* **To be done**:
Locate each line in the entries below that contains the string "shirt" and copy it out in full. Treat the match as case-sensitive.

Stored data entries:
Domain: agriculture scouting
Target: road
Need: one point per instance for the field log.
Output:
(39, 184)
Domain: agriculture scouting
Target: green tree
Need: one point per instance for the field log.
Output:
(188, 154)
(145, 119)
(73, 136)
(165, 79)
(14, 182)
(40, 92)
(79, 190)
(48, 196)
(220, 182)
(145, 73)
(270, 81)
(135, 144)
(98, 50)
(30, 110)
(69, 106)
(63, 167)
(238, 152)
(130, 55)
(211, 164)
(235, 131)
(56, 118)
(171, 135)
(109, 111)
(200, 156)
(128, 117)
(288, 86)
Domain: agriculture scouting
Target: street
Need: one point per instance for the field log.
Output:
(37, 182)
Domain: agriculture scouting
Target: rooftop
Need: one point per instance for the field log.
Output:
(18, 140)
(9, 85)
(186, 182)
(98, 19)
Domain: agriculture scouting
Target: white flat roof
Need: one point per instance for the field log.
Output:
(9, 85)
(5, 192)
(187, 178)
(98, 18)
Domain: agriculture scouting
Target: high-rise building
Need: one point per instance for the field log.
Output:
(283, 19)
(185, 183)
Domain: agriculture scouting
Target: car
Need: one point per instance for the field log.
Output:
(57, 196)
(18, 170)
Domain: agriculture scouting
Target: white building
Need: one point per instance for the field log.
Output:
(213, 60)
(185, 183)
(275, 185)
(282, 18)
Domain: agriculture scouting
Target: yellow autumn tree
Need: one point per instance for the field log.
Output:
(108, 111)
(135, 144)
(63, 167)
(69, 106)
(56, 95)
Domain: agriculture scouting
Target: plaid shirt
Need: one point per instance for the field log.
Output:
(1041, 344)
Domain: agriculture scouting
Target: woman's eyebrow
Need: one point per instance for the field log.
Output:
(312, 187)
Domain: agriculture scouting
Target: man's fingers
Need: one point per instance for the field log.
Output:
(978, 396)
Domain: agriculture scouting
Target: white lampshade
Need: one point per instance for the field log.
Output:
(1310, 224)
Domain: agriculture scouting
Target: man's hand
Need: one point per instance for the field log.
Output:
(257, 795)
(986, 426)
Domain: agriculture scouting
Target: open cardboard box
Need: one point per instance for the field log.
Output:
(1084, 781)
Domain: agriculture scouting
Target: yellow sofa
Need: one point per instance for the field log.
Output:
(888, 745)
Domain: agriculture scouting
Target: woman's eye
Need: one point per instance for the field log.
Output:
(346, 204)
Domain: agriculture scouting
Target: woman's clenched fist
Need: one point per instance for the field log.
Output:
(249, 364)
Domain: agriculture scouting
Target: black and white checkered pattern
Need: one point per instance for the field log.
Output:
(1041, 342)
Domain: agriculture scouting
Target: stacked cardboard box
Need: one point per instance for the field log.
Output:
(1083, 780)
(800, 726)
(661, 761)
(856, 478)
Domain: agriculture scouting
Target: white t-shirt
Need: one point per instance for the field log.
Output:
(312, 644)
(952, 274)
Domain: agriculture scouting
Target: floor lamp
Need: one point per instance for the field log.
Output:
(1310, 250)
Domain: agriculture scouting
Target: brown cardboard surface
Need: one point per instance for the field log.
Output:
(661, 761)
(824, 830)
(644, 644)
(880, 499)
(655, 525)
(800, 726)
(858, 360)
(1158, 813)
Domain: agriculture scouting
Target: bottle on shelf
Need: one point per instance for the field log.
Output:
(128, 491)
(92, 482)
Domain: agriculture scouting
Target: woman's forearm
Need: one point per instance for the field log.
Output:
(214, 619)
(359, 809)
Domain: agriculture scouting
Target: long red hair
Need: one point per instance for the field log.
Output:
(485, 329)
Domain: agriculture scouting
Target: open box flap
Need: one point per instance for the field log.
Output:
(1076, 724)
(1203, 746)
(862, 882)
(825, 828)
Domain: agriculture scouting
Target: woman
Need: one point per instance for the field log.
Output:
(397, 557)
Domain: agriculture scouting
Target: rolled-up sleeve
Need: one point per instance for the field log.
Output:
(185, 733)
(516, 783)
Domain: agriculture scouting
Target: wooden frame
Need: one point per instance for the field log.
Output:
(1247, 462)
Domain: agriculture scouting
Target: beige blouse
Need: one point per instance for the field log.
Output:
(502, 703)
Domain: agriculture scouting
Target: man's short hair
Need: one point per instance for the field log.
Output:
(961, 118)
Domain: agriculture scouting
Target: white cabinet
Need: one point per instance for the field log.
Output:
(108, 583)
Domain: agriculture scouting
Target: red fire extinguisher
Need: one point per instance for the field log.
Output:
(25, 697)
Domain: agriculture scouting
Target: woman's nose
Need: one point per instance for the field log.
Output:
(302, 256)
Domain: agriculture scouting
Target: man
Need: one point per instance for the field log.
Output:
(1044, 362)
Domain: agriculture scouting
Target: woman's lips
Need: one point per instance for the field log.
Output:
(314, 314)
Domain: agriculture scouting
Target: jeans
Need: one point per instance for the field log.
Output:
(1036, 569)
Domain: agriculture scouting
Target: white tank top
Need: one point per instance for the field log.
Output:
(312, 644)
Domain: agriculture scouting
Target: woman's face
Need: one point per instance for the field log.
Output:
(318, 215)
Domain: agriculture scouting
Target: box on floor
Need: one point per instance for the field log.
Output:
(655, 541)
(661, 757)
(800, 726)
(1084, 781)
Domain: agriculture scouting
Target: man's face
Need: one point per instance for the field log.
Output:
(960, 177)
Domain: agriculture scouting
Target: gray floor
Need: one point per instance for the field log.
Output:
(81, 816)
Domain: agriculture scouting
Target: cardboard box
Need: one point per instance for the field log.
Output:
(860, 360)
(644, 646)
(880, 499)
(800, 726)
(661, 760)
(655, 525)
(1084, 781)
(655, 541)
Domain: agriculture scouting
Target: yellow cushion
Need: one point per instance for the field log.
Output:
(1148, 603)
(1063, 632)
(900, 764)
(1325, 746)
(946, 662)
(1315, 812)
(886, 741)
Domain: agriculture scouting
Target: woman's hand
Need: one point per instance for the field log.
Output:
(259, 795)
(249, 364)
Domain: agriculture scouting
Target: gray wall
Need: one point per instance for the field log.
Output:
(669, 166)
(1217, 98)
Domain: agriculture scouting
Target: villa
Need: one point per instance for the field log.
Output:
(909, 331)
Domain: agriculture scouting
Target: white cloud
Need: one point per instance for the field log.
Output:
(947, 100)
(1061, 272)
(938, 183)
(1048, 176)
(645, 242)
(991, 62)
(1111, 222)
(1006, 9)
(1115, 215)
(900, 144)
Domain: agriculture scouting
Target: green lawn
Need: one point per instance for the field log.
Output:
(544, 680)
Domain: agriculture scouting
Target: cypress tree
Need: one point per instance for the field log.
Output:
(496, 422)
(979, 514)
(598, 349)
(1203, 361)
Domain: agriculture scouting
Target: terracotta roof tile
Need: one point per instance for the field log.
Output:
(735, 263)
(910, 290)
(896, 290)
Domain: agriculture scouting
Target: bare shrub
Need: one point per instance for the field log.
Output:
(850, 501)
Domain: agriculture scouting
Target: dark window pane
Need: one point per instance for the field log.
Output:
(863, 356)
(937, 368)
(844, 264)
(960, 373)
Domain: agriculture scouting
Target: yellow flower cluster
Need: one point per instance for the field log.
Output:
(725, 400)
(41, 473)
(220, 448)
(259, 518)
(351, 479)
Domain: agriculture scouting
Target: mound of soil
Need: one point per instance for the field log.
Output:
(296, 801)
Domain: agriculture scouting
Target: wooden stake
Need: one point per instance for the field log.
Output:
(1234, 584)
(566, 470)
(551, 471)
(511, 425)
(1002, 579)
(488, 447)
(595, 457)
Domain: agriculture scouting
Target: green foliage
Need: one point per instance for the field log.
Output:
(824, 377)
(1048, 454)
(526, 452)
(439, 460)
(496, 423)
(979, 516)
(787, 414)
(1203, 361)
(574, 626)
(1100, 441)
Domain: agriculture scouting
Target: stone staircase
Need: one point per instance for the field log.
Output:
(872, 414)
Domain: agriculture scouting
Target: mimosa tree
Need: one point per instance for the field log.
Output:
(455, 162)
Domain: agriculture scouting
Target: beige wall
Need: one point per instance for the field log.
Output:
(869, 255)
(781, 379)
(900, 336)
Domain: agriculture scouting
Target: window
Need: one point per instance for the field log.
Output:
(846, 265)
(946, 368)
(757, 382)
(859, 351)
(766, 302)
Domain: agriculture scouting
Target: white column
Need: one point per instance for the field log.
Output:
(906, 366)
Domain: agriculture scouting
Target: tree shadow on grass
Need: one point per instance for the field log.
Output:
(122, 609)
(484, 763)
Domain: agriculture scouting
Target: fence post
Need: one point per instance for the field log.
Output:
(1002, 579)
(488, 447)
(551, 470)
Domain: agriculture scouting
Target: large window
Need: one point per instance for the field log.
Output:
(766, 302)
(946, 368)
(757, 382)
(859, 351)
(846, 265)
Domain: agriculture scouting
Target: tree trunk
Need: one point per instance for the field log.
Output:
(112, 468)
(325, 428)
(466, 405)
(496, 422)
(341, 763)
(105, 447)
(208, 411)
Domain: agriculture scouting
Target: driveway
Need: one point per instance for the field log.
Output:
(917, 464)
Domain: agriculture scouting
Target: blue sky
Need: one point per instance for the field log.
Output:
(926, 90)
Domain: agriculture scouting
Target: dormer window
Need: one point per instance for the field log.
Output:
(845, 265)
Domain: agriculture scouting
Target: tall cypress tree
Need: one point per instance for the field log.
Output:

* **Answer to this task**:
Target: plaid shirt
Target: white t-shirt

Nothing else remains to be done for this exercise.